[DATASET EXTRACT]
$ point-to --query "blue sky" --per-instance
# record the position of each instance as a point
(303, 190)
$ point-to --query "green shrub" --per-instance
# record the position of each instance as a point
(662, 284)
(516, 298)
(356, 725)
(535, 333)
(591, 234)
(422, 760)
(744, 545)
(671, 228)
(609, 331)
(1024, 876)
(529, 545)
[/DATASET EXTRACT]
Across the whole listing above, report each line that includes "query".

REPLY TO THE TASK »
$ point-to --query "blue sky" --per-instance
$ point-to --query "green shrub" --per-instance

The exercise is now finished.